Numa maratona de eventos que ocorreram nesta quinta-feira (11), em Manaus, a jornalista, escritora e ex-candidata à vice-presidência da República Manuela D'Ávila (PCdoB) discutiu o potencial destruidor das fake news. Segundo a política gaúcha, um dos desafios dos grupos de esquerda é mostrar que a indústria da desinformação é nociva por pregar o ódio, reforça comportamentos negativos como a intolerância e impede o desenvolvimento de uma sociedade justa e igualitária, principalmente nas disputas por cargos no parlamento e no Poder Executivo.
A ativista, vítima de inúmeras fake news ao longo da vida pública, destacou que o processo de desconstrução da imagem por adversários vem se intensificando, principalmente depois da utilização em massa das redes sociais. Relembrou que ao se eleger pela primeira vez como vereadora de Porto Alegre, aos 22 anos, em 2004, as mentiras demoravam para reverberar e que, agora, além de afetarem a honra, colocam a família em risco permanente. Este foi o motivo que a fez se afastar do processo eleitoral de 2022.
“Não é fácil saber que sua filha está sendo ameaçada de morte, ameaçada de estupro porque você decidiu se candidatar a um cargo político. E o pior é saber que ninguém, nenhuma autoridade vai tentar resolver esse problema, tentar descobrir quem fez isso”, disse Manuela. Ela lamentou a falta de apoio. “Naquela hora, a acolhida à minha decisão foi perto do zero”.
Para Manuela, o Projeto de Lei das Fake News (PL 2630), que dispõe sobre a regulação das plataformas digitais, deve ser aprovado em caráter de urgência. “A lei é pra proteger a sociedade brasileira. Uma pessoa que dissemina fake news espalha o terror, prega atos antidemocráticos pode ser punida. Mas o meio utilizado (plataforma) está ileso. Isso não pode acontecer. As plataformas são responsáveis porque distribuem, seletivamente, o que ganha repercussão. Quem lucra com as ameaças deve ser punido. Temos de combater a desinformação com educação, com cultura, com difusão do conhecimento”, declarou Manuela D’ÁVila.
O posicionamento da política gaúcha foi endossado por Tanara Lauschner (professora da Universidade Federal do Amazonas, pesquisadora da área de computação, co-fundadora do Cunhantã Digital e consultora do Programa Meninas Digitais).

------------

Instruções de trabalho:
[a] De acordo com o texto sobre Manuela D'Ávila, em que ano ela foi eleita vereadora de Porto Alegre pela primeira vez?
[b] Extraia sem nenhuma alteração o trecho do texto sobre Manuela D'Ávila que vai de "Numa maratona de" até "no Poder Executivo.".

------------

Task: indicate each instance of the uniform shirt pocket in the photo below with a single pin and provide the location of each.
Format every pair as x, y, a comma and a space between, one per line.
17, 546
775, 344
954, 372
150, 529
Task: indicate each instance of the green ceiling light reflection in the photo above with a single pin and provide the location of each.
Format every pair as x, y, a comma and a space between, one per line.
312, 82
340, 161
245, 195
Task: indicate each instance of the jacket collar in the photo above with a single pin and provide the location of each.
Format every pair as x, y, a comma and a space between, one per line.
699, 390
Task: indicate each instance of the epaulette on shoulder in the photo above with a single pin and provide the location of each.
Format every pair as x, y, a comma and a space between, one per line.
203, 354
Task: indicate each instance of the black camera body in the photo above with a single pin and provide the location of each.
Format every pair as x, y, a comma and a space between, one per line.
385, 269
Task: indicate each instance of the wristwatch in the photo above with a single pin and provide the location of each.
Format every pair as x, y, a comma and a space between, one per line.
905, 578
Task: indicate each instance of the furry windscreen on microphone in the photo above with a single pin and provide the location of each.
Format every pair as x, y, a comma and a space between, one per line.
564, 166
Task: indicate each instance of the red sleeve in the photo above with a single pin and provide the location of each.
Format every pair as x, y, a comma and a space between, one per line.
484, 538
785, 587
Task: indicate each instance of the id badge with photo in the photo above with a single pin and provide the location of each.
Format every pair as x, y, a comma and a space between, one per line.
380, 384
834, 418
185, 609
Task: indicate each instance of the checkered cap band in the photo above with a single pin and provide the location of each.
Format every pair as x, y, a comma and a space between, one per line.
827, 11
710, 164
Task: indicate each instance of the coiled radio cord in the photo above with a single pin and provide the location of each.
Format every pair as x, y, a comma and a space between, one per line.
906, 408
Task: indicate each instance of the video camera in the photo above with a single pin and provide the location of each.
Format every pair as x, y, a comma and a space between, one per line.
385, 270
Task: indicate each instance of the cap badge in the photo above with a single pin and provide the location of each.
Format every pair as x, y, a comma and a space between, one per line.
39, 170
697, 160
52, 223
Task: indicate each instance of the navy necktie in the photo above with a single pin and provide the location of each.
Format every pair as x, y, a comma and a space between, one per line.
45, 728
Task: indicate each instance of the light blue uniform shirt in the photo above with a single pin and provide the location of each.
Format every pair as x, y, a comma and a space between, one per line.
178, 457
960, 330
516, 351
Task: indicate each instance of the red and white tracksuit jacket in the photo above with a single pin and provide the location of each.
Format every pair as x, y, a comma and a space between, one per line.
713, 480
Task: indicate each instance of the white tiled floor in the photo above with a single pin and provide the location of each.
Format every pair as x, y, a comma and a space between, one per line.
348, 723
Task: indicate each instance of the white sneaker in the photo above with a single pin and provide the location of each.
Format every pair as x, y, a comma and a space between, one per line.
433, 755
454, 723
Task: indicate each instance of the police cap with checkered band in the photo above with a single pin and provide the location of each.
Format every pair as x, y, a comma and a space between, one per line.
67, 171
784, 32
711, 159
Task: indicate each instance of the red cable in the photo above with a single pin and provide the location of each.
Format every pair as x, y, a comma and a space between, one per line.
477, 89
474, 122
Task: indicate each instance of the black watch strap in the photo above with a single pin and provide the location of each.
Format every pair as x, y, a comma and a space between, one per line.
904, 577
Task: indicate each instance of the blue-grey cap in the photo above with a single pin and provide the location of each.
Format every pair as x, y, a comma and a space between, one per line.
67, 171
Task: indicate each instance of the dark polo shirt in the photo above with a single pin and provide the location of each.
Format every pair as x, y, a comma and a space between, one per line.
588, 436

------------

Respostas por tarefa:
[a] Em 2004.

[b]
Numa maratona de eventos que ocorreram nesta quinta-feira (11), em Manaus, a jornalista, escritora e ex-candidata à vice-presidência da República Manuela D'Ávila (PCdoB) discutiu o potencial destruidor das fake news. Segundo a política gaúcha, um dos desafios dos grupos de esquerda é mostrar que a indústria da desinformação é nociva por pregar o ódio, reforça comportamentos negativos como a intolerância e impede o desenvolvimento de uma sociedade justa e igualitária, principalmente nas disputas por cargos no parlamento e no Poder Executivo.